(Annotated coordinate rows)
· · · · ·
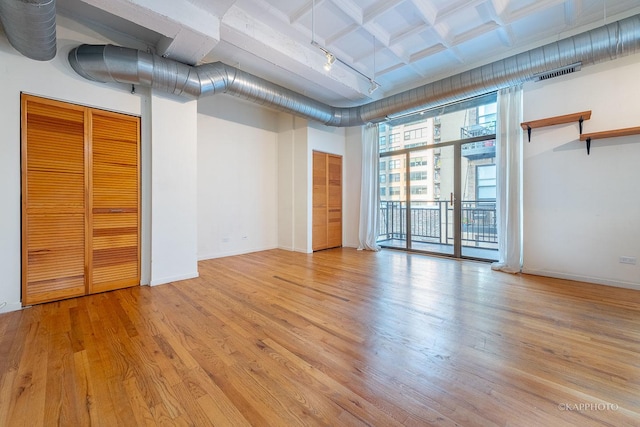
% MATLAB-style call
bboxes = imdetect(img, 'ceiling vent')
[533,62,582,82]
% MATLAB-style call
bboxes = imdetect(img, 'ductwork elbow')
[0,0,57,61]
[65,13,640,127]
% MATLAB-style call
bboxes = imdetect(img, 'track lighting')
[324,52,336,71]
[369,79,380,95]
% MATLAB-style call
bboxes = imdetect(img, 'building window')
[389,159,402,170]
[476,164,497,201]
[409,171,427,181]
[411,186,427,195]
[404,128,429,141]
[409,157,427,167]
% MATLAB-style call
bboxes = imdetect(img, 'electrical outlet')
[620,256,638,265]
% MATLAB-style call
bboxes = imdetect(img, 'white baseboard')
[198,246,278,261]
[522,268,640,290]
[149,271,200,286]
[0,302,22,313]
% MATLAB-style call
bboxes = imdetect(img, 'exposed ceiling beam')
[82,0,220,64]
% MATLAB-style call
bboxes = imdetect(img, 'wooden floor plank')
[0,249,640,427]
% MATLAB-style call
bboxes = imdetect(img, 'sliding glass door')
[378,96,498,260]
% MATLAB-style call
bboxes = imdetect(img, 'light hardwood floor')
[0,249,640,427]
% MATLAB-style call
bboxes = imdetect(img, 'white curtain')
[491,85,523,273]
[358,123,380,251]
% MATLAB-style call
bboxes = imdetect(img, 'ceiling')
[57,0,640,106]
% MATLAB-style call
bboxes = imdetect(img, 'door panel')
[311,151,342,251]
[21,95,140,305]
[327,154,342,248]
[22,97,86,305]
[312,151,328,251]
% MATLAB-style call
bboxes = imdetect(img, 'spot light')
[324,52,336,71]
[369,79,380,94]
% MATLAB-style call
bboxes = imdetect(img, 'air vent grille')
[534,62,582,82]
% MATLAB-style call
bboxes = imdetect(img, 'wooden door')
[311,151,328,251]
[22,95,140,305]
[311,151,342,251]
[327,154,342,248]
[22,96,88,305]
[88,111,140,293]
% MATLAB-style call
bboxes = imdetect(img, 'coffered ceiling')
[57,0,640,106]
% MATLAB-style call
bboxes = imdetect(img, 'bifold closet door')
[311,151,342,251]
[89,110,140,293]
[22,96,88,305]
[22,95,140,305]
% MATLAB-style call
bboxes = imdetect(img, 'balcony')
[378,200,498,259]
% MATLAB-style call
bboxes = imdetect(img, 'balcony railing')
[378,200,498,247]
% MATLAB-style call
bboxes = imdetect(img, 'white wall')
[151,91,198,285]
[198,95,278,259]
[342,127,362,248]
[524,55,640,289]
[278,114,298,251]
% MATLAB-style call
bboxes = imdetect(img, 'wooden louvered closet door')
[22,95,140,305]
[311,151,342,251]
[89,111,140,293]
[22,96,87,305]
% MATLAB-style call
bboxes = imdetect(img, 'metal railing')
[378,200,498,247]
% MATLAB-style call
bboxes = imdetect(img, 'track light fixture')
[324,52,336,71]
[369,79,380,95]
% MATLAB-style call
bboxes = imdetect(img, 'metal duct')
[0,0,57,61]
[69,15,640,126]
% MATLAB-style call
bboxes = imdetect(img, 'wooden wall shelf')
[580,126,640,154]
[520,110,591,141]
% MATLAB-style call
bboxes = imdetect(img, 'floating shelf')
[580,126,640,154]
[520,110,591,141]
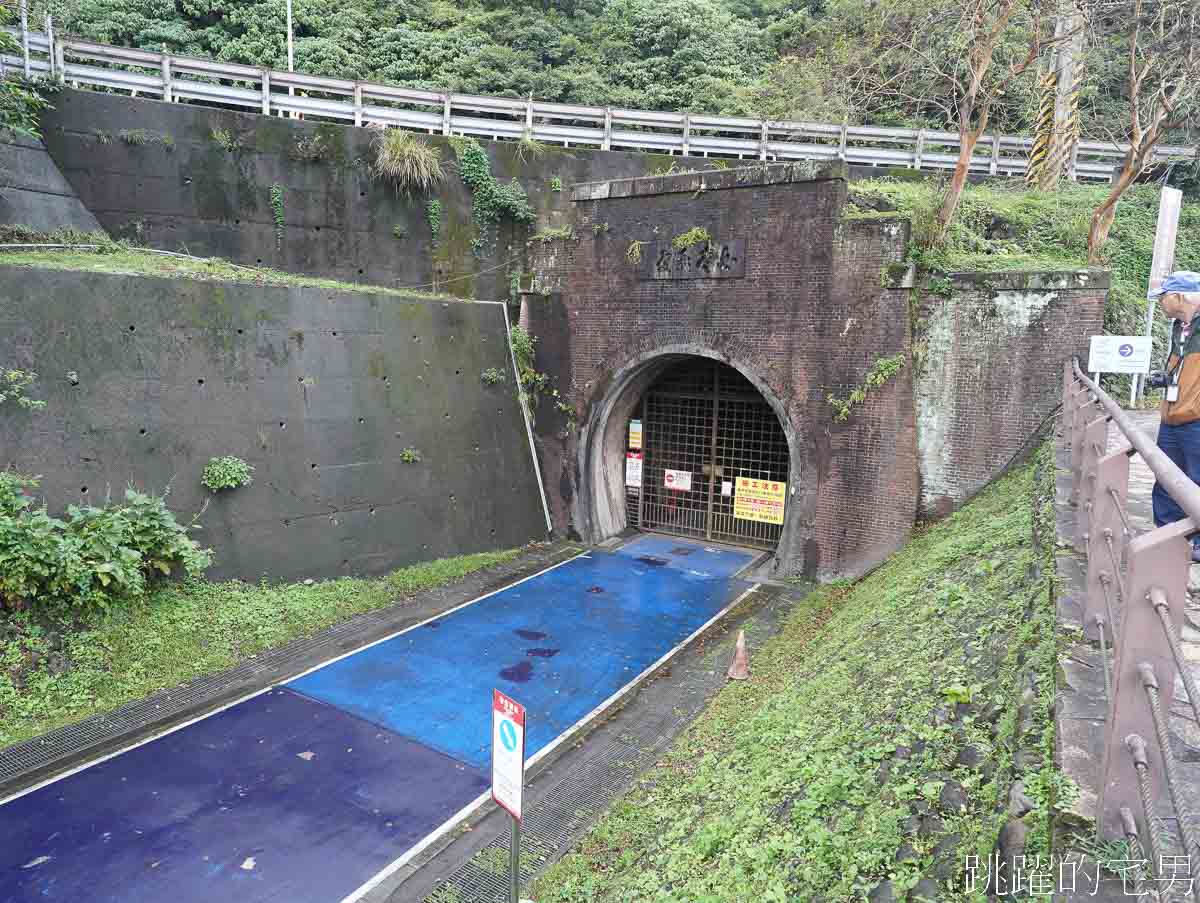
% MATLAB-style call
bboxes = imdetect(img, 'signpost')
· · · · ·
* [Brief]:
Print the rows above without changes, from their first line up to and including the line with "[378,96,498,260]". Leave the pictures out.

* [Result of the task]:
% MATLAB-style call
bboxes = imdetect(img, 'ceiling vent')
[533,62,582,82]
% MATLAB-style call
bboxes = imdetect(img, 'ductwork elbow')
[0,0,57,61]
[65,13,640,127]
% MATLAB-style call
bboxes = imdetect(img, 'track lighting')
[324,52,336,71]
[369,79,380,95]
% MATLAB-style call
bboxes = imdetect(img, 'building window')
[389,159,402,170]
[476,164,497,201]
[409,171,427,181]
[411,186,427,195]
[404,128,429,141]
[409,157,427,167]
% MATLAB-style call
bboxes = imdetect(img, 'electrical outlet')
[620,256,638,265]
% MATLAB-style call
bboxes = imdetect(img, 'white baseboard')
[198,246,278,261]
[522,268,640,290]
[149,271,200,286]
[0,302,22,313]
% MATLAB-style call
bboxes = imdetect(img, 'exposed ceiling beam')
[82,0,220,64]
% MATLAB-style call
bboxes = imdetect(img, 'wooden floor plank')
[0,249,640,427]
% MATLAB-style call
bboxes = imdetect(img, 'sliding glass door')
[378,96,498,260]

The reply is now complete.